(Natural-language object grounding data)
■ ■ ■ ■ ■ ■ ■
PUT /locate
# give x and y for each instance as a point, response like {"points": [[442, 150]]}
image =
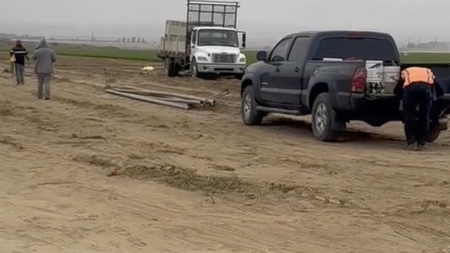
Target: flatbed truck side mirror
{"points": [[261, 56]]}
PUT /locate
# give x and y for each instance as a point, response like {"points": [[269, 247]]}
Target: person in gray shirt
{"points": [[44, 58]]}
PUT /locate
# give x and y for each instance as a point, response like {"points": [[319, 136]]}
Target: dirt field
{"points": [[92, 172]]}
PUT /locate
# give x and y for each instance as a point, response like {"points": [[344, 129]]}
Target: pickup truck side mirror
{"points": [[261, 56]]}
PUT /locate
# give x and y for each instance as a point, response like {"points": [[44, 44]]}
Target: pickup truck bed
{"points": [[298, 78]]}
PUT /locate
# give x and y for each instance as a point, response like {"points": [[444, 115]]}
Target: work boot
{"points": [[422, 147], [409, 146]]}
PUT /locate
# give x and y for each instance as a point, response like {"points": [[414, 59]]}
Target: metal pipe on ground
{"points": [[150, 100], [169, 94]]}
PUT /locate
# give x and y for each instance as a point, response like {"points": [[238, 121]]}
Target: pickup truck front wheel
{"points": [[323, 117], [250, 115]]}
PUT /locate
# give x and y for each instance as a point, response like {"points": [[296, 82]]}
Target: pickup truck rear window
{"points": [[356, 48]]}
■ ■ ■ ■ ■ ■ ■
● **Instructions for the task**
Look over the data above and show each line that contains "like".

● **Exercise answer**
# give x and y for each instance as a point, response like {"points": [[442, 150]]}
# give x and y for each instance as a point, response like {"points": [[269, 247]]}
# give x and y for each instance as a point, response like {"points": [[319, 136]]}
# give x and y for each instance as a point, response like {"points": [[344, 129]]}
# give x and y for each instance as a point, response like {"points": [[44, 44]]}
# give x and y for each instance as a point, response like {"points": [[444, 115]]}
# give x and y for each instance as a point, response like {"points": [[414, 59]]}
# give x and y for each instance as a point, response like {"points": [[238, 121]]}
# give x and y for each instance as a point, response like {"points": [[296, 82]]}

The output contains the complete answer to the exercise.